**Exercise description**
Show every line below that contains the word "cumulus".

**Point labels for objects**
- - - - -
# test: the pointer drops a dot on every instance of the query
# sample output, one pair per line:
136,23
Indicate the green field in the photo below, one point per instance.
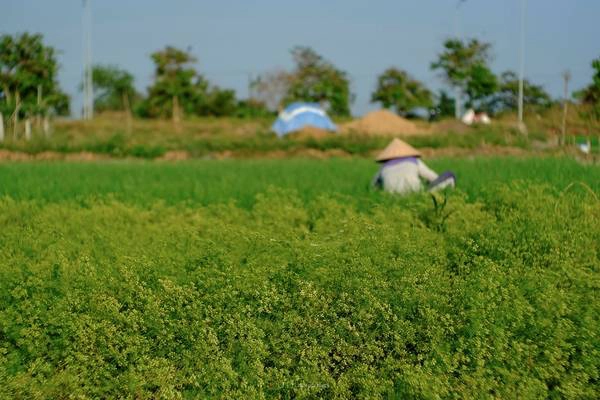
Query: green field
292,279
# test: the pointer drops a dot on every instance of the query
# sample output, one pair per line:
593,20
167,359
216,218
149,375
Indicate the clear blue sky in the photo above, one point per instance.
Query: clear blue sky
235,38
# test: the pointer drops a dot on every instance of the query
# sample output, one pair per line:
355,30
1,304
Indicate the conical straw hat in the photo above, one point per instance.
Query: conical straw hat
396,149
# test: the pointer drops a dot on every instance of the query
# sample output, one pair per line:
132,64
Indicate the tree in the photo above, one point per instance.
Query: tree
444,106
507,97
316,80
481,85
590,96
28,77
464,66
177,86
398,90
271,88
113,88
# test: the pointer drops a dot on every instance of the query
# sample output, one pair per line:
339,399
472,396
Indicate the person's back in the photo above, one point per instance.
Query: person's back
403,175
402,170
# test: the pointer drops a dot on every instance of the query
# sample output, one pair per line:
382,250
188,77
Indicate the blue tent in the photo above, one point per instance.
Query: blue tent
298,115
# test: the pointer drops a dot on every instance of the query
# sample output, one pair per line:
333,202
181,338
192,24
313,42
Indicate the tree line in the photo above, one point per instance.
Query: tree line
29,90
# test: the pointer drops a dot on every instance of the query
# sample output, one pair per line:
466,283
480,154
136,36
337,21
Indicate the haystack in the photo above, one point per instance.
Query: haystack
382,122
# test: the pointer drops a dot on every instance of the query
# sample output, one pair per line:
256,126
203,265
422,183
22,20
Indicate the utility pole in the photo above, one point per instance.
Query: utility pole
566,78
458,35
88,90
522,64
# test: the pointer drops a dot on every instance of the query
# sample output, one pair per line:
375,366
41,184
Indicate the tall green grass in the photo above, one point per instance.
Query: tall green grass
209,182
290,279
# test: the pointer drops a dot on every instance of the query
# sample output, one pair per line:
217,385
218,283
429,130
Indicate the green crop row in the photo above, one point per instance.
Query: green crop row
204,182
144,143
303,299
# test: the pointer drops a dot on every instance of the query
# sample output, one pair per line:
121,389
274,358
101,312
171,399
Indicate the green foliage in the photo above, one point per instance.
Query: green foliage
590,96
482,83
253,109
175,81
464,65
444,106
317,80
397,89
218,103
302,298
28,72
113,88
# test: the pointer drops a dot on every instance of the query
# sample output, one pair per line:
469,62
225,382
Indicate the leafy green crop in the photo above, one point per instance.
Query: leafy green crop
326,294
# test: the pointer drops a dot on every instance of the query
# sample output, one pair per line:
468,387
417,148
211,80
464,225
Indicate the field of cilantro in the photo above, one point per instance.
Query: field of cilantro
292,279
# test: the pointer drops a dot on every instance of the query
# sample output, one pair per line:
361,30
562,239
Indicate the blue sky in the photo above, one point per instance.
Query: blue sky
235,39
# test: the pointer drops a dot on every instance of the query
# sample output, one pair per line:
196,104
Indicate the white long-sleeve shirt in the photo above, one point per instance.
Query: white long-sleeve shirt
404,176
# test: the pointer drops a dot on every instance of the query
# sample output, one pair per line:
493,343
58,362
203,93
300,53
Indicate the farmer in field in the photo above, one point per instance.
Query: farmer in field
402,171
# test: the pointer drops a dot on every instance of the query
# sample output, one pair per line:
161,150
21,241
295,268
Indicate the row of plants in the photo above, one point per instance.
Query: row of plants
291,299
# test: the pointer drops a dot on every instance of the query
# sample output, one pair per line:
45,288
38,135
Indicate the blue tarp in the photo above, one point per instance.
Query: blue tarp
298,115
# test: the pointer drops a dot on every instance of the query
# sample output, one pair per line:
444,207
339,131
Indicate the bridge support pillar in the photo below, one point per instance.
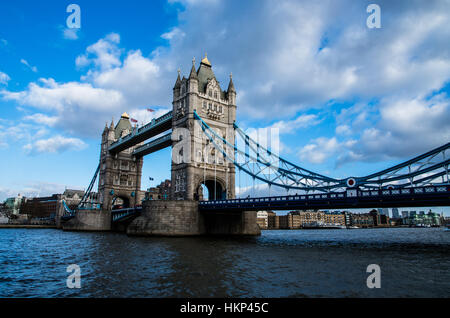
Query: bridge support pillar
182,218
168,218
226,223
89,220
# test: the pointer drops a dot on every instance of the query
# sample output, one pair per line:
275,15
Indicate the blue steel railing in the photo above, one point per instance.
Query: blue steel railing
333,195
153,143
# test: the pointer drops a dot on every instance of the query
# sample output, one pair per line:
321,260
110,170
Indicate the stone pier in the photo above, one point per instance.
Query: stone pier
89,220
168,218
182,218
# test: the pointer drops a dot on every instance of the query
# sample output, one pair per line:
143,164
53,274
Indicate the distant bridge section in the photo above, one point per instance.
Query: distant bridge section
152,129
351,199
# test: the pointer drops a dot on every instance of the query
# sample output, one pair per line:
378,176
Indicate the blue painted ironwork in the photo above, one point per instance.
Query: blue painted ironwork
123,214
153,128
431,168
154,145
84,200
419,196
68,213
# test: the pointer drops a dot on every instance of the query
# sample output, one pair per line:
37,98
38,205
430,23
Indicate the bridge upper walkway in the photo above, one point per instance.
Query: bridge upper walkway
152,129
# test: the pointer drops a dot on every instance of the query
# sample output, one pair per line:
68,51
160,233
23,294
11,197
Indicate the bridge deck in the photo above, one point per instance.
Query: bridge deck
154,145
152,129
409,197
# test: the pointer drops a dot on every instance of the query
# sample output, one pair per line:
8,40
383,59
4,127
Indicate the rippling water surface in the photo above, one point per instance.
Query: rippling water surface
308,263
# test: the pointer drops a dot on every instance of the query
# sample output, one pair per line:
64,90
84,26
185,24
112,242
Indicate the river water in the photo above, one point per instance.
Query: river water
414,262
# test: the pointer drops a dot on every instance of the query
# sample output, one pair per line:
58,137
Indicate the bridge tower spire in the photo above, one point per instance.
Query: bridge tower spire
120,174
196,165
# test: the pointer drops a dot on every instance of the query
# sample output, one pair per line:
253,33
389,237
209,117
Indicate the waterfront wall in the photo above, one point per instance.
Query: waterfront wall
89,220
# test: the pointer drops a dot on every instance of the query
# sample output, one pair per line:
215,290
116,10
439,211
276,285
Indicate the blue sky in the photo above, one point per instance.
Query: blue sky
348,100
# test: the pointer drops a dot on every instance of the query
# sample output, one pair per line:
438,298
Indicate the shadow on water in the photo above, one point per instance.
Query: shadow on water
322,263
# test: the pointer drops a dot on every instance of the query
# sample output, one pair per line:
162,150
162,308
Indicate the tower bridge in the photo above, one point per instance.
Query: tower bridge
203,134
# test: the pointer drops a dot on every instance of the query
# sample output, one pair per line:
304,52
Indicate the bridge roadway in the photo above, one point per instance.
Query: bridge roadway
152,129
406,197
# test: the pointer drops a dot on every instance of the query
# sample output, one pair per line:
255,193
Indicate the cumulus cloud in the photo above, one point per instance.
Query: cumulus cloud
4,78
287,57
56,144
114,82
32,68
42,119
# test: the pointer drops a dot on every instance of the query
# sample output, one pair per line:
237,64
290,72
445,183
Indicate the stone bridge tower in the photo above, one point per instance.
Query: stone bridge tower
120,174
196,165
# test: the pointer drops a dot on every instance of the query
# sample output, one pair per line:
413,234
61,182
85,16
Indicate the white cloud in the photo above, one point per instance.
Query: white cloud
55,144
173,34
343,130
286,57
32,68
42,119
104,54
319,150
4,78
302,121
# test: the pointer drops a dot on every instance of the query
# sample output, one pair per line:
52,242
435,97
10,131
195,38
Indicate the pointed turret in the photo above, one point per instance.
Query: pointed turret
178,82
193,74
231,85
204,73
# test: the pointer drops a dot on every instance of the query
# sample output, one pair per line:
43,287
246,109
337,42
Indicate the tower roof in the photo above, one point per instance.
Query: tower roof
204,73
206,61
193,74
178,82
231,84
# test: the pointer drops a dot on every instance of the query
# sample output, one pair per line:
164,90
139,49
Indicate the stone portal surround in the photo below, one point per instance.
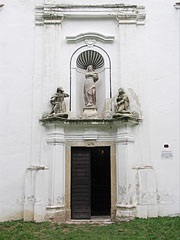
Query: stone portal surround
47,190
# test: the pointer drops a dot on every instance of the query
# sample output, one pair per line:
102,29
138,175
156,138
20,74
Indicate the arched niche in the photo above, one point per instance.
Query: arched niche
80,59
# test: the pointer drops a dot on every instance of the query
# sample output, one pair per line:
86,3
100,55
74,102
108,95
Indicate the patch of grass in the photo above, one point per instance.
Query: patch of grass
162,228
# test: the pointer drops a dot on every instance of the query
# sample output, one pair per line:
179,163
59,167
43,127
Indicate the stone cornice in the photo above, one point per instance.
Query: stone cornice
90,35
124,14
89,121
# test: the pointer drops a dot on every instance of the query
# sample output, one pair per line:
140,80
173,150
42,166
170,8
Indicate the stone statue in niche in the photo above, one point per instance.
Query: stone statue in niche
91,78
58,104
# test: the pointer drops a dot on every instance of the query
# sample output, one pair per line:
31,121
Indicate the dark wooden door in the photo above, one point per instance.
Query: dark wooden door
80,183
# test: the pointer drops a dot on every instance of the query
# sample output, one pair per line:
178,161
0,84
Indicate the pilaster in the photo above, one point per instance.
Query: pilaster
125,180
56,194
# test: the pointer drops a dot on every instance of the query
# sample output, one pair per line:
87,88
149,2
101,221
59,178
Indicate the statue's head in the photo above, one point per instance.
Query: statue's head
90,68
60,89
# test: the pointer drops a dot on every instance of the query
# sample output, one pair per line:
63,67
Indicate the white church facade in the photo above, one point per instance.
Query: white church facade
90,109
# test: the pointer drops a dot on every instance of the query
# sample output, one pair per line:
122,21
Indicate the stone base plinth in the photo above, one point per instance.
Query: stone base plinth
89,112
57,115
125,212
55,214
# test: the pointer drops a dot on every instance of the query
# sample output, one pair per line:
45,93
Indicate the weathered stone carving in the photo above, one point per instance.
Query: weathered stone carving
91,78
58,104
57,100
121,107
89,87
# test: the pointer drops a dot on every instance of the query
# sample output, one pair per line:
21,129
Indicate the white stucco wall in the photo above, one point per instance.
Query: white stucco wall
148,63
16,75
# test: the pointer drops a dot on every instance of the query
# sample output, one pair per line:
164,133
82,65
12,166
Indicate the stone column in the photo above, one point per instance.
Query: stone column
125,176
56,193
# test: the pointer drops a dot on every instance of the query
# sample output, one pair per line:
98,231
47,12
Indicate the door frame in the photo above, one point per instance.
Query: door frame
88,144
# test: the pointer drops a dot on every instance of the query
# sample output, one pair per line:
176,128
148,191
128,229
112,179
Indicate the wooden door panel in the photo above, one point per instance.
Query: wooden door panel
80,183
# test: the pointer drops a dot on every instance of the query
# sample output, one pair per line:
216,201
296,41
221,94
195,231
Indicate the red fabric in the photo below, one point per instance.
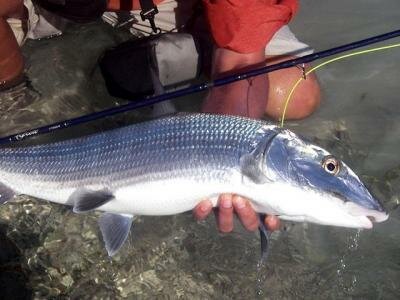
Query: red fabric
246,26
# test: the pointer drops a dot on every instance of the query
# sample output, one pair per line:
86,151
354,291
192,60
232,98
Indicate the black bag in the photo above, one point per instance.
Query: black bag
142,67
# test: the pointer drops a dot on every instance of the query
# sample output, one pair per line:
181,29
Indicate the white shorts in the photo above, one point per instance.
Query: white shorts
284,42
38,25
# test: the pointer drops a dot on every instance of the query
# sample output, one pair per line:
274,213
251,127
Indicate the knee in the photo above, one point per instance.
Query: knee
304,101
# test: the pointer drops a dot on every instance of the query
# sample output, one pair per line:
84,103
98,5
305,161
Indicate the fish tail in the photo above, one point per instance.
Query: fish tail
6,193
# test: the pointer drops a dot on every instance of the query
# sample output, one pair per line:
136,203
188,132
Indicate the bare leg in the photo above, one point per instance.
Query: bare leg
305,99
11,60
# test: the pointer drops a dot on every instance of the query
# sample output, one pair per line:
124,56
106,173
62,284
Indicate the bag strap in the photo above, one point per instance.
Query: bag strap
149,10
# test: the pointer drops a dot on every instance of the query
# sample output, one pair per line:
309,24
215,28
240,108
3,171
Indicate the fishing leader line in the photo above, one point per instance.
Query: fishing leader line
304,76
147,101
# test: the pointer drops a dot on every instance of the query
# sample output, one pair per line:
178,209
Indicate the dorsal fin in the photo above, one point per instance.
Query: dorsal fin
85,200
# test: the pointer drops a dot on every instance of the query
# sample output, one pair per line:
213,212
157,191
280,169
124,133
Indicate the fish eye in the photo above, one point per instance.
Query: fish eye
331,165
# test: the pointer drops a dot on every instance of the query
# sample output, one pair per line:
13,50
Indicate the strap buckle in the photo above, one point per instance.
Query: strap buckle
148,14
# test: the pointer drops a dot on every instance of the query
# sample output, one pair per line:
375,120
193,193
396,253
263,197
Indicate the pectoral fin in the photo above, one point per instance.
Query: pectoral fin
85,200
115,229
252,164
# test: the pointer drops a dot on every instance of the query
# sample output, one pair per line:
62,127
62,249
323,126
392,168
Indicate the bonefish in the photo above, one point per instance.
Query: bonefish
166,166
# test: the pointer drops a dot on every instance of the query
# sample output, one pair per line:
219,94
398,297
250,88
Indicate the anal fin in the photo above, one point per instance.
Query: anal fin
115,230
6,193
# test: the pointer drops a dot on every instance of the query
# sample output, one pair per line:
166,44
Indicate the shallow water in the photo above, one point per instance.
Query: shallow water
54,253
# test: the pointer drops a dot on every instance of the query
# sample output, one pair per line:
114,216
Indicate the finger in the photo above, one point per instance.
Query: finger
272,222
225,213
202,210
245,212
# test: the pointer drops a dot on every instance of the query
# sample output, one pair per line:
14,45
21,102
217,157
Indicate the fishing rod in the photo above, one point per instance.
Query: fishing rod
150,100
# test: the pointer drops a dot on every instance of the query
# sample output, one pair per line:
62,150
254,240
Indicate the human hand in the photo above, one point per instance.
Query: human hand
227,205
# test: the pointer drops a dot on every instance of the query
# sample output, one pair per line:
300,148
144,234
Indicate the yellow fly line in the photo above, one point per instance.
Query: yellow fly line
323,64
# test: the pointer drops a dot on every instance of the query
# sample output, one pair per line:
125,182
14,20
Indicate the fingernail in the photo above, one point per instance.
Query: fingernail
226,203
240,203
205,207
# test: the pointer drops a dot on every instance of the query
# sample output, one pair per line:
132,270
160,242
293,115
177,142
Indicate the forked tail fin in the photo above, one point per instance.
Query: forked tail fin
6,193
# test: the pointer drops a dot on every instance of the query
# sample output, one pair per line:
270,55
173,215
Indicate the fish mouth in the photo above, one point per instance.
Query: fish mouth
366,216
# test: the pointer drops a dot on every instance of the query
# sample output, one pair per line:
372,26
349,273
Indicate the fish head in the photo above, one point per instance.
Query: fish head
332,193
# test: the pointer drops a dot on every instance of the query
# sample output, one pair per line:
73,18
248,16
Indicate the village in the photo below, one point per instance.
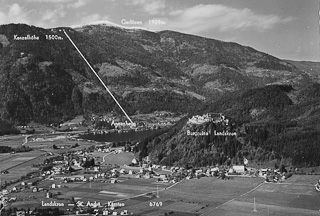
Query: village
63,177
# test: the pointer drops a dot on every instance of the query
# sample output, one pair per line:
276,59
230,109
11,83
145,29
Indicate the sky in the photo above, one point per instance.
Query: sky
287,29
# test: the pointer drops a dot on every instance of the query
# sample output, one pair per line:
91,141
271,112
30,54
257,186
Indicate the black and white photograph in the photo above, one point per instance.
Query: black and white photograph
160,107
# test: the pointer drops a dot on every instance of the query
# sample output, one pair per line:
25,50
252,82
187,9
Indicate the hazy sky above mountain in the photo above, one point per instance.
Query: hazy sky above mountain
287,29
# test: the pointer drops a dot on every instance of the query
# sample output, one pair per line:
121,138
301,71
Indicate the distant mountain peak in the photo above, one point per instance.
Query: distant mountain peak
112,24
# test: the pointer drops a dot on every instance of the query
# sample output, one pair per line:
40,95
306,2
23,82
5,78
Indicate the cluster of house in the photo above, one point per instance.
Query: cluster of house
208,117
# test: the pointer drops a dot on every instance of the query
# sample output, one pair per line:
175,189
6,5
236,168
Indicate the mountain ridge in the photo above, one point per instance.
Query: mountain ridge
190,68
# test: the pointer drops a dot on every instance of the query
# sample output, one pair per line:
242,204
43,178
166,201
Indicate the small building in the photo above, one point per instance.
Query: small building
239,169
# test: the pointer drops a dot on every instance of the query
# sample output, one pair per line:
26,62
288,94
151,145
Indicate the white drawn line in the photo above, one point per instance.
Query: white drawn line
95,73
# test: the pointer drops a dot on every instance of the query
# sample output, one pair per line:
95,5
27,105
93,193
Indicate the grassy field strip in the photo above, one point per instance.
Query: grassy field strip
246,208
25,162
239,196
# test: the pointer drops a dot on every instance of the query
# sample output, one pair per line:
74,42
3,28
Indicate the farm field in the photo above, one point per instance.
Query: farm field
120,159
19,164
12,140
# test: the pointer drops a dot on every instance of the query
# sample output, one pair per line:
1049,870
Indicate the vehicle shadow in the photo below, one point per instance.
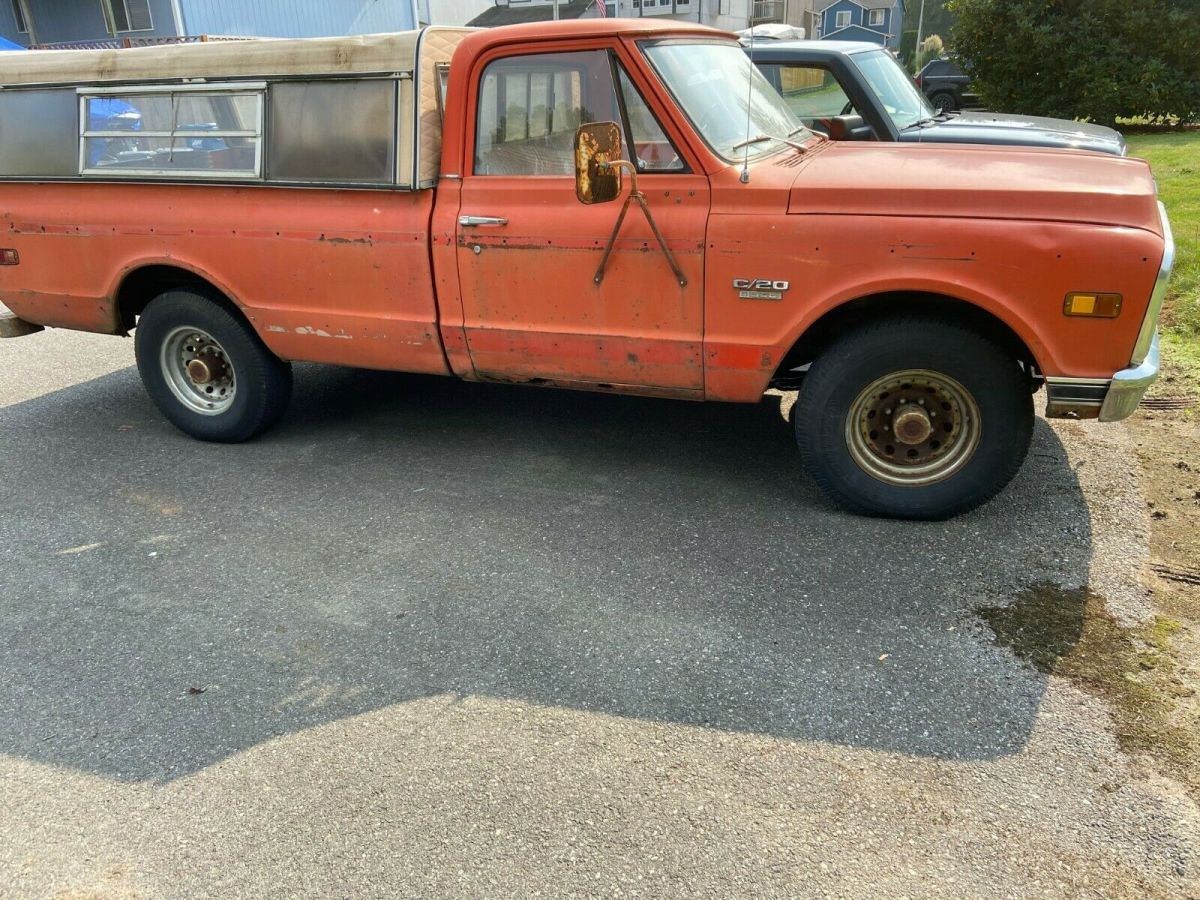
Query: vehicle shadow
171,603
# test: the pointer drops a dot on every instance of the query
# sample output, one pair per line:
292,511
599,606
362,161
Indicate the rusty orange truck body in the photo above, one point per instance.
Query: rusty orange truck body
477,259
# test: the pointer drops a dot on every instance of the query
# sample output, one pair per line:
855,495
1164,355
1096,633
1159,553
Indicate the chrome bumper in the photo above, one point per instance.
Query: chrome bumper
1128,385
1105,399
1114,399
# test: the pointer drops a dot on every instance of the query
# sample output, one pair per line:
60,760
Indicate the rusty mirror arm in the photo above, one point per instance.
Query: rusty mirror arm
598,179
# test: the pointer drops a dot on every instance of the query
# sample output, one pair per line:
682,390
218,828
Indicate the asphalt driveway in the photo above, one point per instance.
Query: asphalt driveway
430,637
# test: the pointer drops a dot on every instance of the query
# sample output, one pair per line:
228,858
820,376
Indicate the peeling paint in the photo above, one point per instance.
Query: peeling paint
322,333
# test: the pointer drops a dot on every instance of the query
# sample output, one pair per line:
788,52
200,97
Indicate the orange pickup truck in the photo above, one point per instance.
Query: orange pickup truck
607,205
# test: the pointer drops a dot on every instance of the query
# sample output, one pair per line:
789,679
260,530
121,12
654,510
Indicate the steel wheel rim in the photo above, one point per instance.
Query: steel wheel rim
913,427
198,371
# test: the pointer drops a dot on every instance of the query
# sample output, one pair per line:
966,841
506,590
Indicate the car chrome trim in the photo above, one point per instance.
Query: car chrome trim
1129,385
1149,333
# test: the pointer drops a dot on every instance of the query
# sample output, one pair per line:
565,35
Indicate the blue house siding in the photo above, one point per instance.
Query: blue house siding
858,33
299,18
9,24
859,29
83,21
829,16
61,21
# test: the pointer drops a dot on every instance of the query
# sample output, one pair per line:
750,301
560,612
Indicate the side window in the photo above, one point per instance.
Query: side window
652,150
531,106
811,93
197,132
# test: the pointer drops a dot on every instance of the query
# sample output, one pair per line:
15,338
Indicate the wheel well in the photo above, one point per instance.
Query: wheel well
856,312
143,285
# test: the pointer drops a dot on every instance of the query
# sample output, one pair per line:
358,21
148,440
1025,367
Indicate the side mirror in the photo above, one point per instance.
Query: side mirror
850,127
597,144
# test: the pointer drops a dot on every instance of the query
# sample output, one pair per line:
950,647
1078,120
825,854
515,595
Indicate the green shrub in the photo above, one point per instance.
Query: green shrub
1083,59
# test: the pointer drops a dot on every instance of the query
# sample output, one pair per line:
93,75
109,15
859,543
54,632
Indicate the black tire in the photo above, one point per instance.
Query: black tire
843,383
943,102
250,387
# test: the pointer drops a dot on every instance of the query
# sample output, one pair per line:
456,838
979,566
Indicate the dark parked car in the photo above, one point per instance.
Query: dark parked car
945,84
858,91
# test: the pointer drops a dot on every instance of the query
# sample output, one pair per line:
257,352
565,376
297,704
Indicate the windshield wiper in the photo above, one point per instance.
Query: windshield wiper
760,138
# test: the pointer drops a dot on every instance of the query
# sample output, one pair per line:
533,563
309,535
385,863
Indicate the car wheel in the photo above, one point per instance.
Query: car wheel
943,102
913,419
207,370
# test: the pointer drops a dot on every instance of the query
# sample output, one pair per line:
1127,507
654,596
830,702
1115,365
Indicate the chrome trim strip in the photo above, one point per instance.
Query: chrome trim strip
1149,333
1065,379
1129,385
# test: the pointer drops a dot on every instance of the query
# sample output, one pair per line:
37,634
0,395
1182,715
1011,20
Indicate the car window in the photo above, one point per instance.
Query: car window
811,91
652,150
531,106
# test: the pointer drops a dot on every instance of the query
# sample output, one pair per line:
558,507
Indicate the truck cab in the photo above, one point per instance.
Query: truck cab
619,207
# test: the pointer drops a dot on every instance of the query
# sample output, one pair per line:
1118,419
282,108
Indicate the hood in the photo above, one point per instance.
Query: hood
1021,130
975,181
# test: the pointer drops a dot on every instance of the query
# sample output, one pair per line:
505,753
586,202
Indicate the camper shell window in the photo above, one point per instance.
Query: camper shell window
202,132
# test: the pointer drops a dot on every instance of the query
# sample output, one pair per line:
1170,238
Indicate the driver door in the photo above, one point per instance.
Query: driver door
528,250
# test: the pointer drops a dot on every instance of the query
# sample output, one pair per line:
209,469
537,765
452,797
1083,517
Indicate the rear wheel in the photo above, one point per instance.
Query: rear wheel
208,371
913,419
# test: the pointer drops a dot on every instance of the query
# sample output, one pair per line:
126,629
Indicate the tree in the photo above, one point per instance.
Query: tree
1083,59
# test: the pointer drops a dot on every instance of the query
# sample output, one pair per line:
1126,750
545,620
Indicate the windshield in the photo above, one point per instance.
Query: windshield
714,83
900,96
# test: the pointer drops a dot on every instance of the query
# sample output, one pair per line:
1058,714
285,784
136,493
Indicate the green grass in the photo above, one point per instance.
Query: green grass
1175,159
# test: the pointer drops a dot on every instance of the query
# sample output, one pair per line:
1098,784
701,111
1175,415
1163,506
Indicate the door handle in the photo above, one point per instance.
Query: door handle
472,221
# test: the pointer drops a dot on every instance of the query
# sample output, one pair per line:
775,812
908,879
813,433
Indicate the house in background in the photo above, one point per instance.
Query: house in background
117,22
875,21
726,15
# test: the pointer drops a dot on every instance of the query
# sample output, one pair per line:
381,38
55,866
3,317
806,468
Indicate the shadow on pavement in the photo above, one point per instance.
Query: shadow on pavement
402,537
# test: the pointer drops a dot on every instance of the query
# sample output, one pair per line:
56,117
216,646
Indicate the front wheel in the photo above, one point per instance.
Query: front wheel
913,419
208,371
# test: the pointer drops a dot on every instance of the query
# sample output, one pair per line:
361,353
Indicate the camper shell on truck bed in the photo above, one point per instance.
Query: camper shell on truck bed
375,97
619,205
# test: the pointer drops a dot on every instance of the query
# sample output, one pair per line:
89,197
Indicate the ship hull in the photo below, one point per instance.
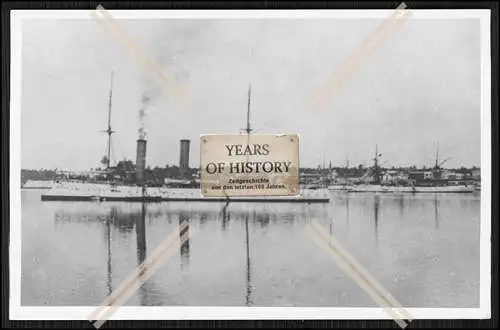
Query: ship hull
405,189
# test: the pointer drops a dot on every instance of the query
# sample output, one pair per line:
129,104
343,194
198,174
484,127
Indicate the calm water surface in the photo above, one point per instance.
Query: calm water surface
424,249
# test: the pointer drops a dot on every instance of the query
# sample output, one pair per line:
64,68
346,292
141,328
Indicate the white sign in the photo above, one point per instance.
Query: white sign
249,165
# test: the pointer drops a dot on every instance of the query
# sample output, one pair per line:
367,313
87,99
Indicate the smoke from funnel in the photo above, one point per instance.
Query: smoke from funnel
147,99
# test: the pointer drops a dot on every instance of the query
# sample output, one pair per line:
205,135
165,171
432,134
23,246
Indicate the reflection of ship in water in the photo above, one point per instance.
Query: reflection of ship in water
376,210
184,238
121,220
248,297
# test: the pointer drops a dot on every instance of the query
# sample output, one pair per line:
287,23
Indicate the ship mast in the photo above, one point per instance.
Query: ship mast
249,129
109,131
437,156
- - - - -
**Written response**
Indicate the cumulus cloud in the photo above, one point per instance.
Query: cumulus cloud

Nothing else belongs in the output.